◆ **WHAT THE TASK ASKS**
The range starts at the line containing "Point to the clear glass vase." and ends at the last line of the records below. Reproduce those lines exactly.

[Data entries]

================

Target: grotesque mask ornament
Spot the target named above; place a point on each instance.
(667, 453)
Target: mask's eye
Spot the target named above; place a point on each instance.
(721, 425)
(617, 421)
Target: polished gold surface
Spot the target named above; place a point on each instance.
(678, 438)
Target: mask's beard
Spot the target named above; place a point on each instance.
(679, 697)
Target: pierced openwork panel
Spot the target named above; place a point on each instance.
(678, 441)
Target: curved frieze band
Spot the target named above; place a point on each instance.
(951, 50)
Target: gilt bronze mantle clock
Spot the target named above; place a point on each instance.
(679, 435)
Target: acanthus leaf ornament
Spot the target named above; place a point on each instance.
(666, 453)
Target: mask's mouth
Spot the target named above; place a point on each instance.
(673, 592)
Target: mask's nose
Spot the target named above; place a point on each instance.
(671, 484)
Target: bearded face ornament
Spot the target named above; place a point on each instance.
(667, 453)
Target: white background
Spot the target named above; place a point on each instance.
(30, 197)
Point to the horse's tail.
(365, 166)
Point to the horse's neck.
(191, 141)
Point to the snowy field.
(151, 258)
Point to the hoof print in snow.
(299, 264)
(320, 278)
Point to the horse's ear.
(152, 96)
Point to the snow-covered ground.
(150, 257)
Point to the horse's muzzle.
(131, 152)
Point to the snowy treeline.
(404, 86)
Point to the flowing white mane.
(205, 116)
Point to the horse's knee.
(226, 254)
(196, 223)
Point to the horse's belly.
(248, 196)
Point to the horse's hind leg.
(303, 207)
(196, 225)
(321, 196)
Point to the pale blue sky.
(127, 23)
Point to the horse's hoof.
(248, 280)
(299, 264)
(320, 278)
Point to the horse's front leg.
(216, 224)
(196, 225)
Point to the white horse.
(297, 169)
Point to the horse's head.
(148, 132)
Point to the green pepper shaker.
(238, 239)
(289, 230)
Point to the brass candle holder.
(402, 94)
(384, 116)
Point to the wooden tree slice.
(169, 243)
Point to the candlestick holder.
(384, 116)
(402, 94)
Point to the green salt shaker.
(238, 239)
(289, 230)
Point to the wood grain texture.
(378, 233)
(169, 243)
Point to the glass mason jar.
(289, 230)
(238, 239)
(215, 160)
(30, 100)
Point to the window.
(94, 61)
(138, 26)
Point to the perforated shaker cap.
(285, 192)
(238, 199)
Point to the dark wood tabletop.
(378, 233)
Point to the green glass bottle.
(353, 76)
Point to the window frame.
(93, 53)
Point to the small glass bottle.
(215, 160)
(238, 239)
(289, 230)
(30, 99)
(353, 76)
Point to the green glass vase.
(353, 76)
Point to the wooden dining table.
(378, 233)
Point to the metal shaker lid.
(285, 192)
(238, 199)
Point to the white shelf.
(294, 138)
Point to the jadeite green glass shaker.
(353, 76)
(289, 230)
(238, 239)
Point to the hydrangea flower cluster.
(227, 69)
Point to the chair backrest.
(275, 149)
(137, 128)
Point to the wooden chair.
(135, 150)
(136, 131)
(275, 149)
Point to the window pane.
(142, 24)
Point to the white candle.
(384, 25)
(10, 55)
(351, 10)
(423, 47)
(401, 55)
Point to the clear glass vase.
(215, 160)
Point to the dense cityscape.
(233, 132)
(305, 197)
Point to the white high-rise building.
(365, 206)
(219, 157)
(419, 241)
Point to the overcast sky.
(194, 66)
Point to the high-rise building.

================

◆ **WORKED SOLUTION**
Point to the clear glass vase.
(215, 160)
Point to the dense cityscape.
(233, 132)
(305, 197)
Point to the white high-rise building.
(365, 206)
(219, 157)
(419, 241)
Point to the overcast sky.
(194, 66)
Point to the high-rise building.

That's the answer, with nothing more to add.